THE TASK
What is needed is an exact repeat of the lines from the one holding "Target: driveway" through the final line of the data, with no pictures.

Records from a dataset

+++

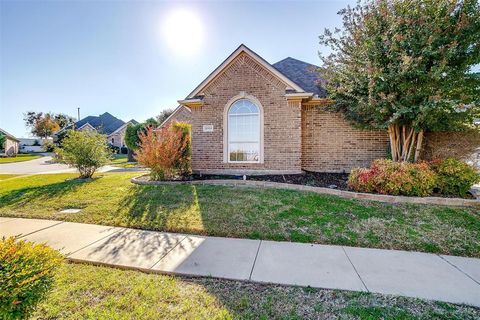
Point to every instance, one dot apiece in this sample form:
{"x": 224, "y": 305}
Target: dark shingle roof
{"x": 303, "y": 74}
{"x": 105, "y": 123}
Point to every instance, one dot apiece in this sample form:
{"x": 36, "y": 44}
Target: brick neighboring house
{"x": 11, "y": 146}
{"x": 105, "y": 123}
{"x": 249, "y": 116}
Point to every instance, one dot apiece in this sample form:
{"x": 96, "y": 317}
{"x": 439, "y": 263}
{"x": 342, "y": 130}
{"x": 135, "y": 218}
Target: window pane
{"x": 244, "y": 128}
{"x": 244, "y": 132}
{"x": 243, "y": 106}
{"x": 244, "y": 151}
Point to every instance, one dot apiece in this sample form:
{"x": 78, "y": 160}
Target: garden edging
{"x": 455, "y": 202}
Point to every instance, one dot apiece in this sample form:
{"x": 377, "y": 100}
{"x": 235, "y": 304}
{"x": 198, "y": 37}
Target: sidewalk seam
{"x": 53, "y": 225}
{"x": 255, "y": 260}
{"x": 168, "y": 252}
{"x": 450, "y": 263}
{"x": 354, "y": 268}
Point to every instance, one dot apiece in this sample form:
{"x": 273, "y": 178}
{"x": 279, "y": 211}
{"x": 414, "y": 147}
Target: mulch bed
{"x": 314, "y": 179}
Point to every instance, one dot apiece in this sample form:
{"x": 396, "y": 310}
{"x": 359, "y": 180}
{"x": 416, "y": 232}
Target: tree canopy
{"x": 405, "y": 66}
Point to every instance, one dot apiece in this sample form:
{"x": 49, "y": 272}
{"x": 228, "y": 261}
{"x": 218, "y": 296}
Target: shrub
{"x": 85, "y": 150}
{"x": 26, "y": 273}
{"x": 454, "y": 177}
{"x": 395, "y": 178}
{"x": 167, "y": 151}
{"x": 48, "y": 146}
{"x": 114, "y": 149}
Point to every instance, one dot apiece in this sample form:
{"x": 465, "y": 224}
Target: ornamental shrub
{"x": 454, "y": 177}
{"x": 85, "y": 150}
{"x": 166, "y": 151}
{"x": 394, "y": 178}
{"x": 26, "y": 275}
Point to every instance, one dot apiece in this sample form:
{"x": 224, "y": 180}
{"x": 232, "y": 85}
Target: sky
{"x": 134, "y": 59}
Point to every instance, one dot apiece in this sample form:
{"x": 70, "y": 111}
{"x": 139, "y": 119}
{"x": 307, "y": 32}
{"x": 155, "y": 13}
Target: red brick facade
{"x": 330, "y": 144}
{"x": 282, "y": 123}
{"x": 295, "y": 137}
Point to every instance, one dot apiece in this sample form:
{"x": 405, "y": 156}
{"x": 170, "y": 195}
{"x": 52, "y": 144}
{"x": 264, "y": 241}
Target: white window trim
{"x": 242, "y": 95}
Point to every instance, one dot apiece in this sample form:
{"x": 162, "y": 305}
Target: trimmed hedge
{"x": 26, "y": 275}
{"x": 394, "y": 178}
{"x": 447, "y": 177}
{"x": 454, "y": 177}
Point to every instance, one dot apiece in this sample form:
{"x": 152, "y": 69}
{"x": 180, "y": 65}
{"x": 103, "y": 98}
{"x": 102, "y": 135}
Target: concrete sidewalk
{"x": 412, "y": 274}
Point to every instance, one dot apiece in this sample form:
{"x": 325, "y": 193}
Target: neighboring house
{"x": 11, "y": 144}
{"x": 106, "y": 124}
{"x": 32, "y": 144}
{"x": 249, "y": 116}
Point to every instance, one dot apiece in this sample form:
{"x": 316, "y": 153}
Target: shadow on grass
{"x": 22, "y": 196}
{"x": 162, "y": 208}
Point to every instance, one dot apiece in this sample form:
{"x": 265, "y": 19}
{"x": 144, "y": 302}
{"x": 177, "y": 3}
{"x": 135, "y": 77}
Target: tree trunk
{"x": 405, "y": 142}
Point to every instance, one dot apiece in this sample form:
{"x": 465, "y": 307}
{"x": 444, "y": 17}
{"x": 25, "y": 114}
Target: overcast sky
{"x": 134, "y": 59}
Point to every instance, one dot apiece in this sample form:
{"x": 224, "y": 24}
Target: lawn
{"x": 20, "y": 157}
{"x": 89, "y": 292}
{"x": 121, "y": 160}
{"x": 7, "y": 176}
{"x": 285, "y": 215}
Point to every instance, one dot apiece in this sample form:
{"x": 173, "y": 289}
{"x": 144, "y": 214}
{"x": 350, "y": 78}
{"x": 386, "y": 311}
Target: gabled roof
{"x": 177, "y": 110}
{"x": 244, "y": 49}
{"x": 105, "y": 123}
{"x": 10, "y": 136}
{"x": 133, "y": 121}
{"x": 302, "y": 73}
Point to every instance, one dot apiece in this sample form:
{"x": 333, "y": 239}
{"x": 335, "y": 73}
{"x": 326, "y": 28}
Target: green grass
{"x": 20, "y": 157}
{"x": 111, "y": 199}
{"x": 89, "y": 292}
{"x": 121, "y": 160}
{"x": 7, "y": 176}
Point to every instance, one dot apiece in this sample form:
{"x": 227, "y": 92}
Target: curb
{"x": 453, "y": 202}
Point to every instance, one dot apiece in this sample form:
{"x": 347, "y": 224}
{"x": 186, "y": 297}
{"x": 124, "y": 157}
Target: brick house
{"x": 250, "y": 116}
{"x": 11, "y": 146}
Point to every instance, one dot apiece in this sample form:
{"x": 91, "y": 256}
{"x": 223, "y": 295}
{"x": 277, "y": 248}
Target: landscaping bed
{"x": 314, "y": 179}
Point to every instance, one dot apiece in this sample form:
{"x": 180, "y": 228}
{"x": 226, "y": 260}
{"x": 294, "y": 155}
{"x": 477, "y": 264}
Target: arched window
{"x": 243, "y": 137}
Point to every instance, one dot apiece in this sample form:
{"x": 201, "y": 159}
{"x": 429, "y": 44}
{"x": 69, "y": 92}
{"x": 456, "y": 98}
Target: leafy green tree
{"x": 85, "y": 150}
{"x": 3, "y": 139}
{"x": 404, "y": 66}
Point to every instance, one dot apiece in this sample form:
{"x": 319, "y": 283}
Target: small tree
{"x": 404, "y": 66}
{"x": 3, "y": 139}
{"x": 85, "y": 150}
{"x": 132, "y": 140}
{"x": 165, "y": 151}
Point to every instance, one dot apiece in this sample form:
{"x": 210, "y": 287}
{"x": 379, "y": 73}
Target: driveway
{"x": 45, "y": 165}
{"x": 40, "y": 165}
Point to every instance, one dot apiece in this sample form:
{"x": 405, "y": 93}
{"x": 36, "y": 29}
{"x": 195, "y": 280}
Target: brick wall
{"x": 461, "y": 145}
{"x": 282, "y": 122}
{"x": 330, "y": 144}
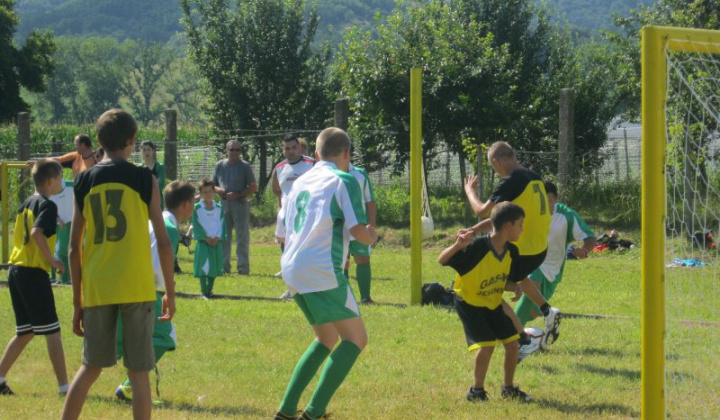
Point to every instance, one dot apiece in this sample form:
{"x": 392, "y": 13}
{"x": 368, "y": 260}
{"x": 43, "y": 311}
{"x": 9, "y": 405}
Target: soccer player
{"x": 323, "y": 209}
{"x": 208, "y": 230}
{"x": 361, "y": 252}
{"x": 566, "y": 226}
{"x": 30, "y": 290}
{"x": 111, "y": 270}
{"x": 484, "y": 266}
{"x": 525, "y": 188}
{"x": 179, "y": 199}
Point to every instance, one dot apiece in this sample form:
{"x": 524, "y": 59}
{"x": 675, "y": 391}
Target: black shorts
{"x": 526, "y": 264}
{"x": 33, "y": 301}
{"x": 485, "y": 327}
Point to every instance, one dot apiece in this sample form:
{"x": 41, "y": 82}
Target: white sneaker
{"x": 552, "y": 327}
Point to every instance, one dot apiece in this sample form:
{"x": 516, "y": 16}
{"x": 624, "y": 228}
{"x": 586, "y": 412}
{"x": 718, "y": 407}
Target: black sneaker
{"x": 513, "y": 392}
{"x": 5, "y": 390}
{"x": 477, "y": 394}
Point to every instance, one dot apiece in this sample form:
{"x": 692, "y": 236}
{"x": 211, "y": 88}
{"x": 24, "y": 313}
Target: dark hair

+++

RESULT OF THE EXERCISE
Target: driveway
{"x": 45, "y": 165}
{"x": 40, "y": 165}
Point to every instance, one dot apiece in this sample form:
{"x": 405, "y": 93}
{"x": 36, "y": 29}
{"x": 195, "y": 280}
Target: brick wall
{"x": 461, "y": 145}
{"x": 282, "y": 122}
{"x": 330, "y": 144}
Point to every instance, one dot apiece in this sample form:
{"x": 392, "y": 13}
{"x": 368, "y": 260}
{"x": 43, "y": 311}
{"x": 9, "y": 405}
Target: soccer player
{"x": 323, "y": 209}
{"x": 208, "y": 230}
{"x": 361, "y": 252}
{"x": 566, "y": 226}
{"x": 30, "y": 290}
{"x": 111, "y": 270}
{"x": 484, "y": 266}
{"x": 525, "y": 188}
{"x": 179, "y": 199}
Point to every instance, one dot apiece in this sample form:
{"x": 524, "y": 59}
{"x": 675, "y": 391}
Target: black shorts
{"x": 526, "y": 264}
{"x": 33, "y": 301}
{"x": 485, "y": 327}
Point to every instance, one dot apiece in this sample form:
{"x": 41, "y": 82}
Target: white sneaker
{"x": 552, "y": 327}
Point to every instance, one dot apiece in this sample form:
{"x": 516, "y": 16}
{"x": 624, "y": 228}
{"x": 586, "y": 412}
{"x": 718, "y": 407}
Target: black sneaker
{"x": 513, "y": 392}
{"x": 5, "y": 390}
{"x": 477, "y": 394}
Point to every instance, one dot apiece in this sample form:
{"x": 692, "y": 236}
{"x": 211, "y": 88}
{"x": 24, "y": 313}
Target: dark hair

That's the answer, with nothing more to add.